Exercise brief: Please filter the entries and return only the lines that include "every".

*** Opening of Input material ***

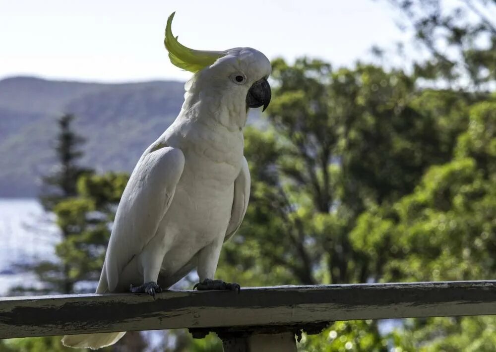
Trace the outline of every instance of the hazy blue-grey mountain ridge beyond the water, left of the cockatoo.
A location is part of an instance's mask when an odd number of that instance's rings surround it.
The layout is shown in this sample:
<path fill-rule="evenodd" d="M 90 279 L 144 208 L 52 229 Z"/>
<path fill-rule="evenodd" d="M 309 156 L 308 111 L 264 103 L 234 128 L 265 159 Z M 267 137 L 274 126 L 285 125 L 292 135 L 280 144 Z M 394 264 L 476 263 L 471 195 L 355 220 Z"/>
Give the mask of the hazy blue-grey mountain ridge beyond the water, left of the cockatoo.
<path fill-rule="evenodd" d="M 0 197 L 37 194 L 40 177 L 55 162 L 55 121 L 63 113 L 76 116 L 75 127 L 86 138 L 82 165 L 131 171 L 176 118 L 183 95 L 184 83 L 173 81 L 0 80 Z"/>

*** Close of Input material ***
*** Opening of Input material ***

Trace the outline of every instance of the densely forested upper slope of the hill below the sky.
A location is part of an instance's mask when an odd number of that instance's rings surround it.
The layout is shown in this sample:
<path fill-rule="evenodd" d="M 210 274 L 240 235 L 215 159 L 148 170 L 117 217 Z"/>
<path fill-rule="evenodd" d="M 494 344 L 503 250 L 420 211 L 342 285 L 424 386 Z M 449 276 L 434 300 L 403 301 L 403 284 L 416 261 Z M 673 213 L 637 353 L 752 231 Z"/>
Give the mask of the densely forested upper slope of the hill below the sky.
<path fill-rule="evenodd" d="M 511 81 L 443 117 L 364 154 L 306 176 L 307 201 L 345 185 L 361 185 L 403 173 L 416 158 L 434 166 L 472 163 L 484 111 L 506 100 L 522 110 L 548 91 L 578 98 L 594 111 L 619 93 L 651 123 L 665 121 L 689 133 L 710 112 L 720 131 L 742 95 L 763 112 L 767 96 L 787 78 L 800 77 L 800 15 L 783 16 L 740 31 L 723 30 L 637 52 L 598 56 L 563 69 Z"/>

*** Close of Input material ***

Expected answer:
Trace the outline of every instance of the hazy blue-grey mountain ridge beyond the water, left of the cockatoo.
Trace the outline of every instance of the densely forested upper slope of the hill below the sky.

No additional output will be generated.